It's easy to forget that we are all perfect in our own design. Sometimes we muck it up with habits and choices that do not serve us.
I have had to wage war on my judgments.
They’re idiots if their driving doesn’t suit me. Hey, salesclerk, are you here to serve customers like me or to chat, you slovenly beast? I’m walking here, if you’ll let me, you mob-thinking plebes. Aww, go to hell !
I’ve overcome what I wanted to in terms of judgments, and substituted Discernment.
“Real magic means an absence of judgment of others.” ---Wayne Dyer
How I Overcame My Judgments
There are 3 components to my moving away from judgments: Gratitude, Humility and Acceptance.
That has accounted for releasing my judgment of people. Now I discern that some people are good for me, some are not. I discern some situations are right for me, some are not. I discern the humanity of all. I recognize that their quirks and foibles are no different, in the scheme of things, than mine. And I’ve reached an age where most people’s mistakes are forgivable – in most cases I have at some time done the same or worse.
The benefit this has brought me is a more even temperament, I forgive but don’t forget. The saying goes, “Love the sinner, hate the sin.” The trap of forgive and forget is that it invites someone to take advantage of you again, you don’t remember what happened the last time.
What Is Judgment?
The definition of judgment (aside from its legal application) is: “The ability to make considered decisions or come to sensible conclusions.”
That Net definition lists its first synonym as: discernment.

****************

WORK TO DO ->
[A] Translate this sentence from the essay on judgments into Spanish: "I have had to wage war on my judgments."
[B] In the essay on judgments, what three components does the writer name for moving away from judgments?
[C] Do these statements agree with the essay on judgments? Answer yes or no for each and quote the words that decide it.
(i) The writer says the change brought a more even temperament.
(ii) The writer both forgives and forgets.
(iii) The definition the writer cites lists "wisdom" as its first synonym.

SOURCE EXCERPT ->
****************

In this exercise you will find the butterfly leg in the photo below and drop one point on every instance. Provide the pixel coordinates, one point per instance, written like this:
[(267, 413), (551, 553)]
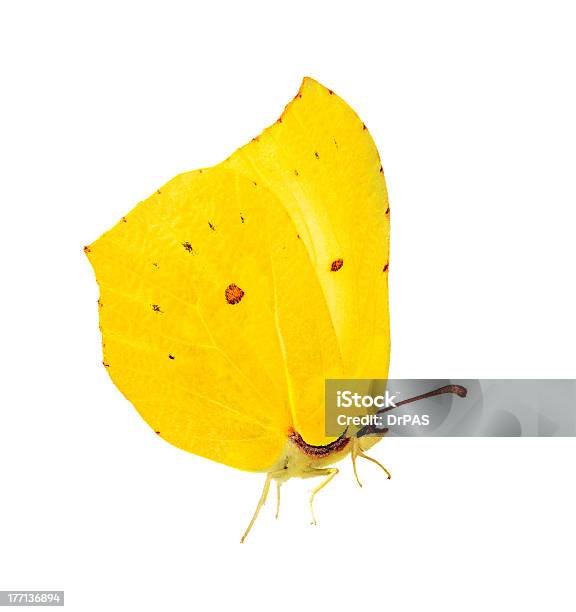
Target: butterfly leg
[(261, 502), (278, 485), (329, 473), (357, 452)]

****************

COMPLETE ANSWERS ->
[A] He tenido que librar una guerra contra mis juicios.

[B] Gratitude, Humility and Acceptance.

[C]
(i) Yes: "The benefit this has brought me is a more even temperament"
(ii) No: "I forgive but don’t forget."
(iii) No: "That Net definition lists its first synonym as: discernment."